_What you are asked to do_
Locate all lines in the rows below that contain the word "each", and copy those lines out in full.

_Listed records_
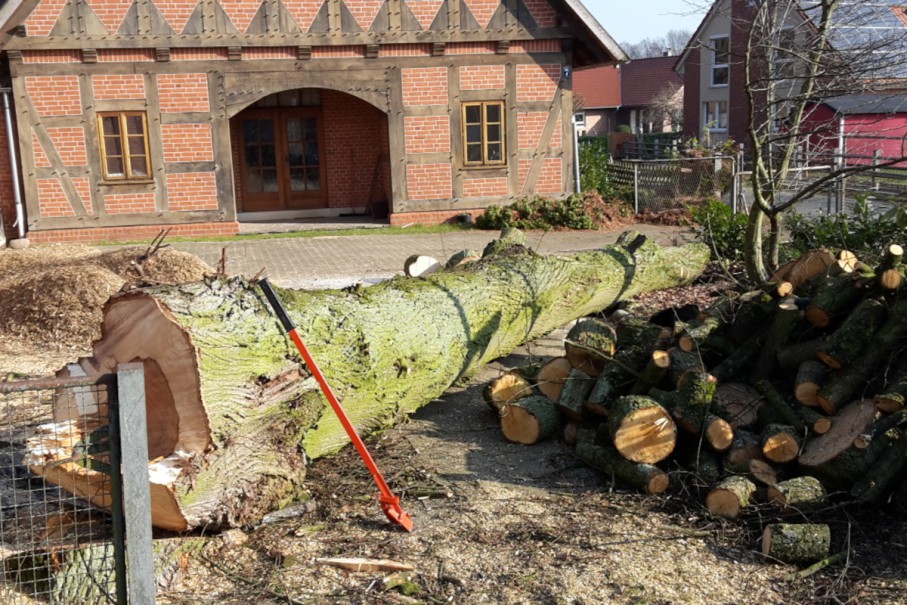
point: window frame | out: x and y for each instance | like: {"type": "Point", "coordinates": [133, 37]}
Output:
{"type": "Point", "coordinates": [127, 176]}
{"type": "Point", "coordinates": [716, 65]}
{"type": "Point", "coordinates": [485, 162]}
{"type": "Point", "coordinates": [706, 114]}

--

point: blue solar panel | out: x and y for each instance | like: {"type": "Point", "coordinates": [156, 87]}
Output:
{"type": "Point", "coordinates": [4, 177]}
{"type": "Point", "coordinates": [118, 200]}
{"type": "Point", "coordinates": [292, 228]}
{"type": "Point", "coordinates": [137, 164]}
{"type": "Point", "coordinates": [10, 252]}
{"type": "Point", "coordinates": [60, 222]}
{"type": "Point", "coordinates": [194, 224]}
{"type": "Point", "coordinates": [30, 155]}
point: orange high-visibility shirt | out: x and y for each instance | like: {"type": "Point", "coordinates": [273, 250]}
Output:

_Answer_
point: window frame | out: x and y for each instance | like: {"type": "Point", "coordinates": [133, 37]}
point: blue solar panel | out: x and y for each instance | like: {"type": "Point", "coordinates": [156, 87]}
point: orange high-visibility shirt | out: x and y for each instance | like: {"type": "Point", "coordinates": [273, 250]}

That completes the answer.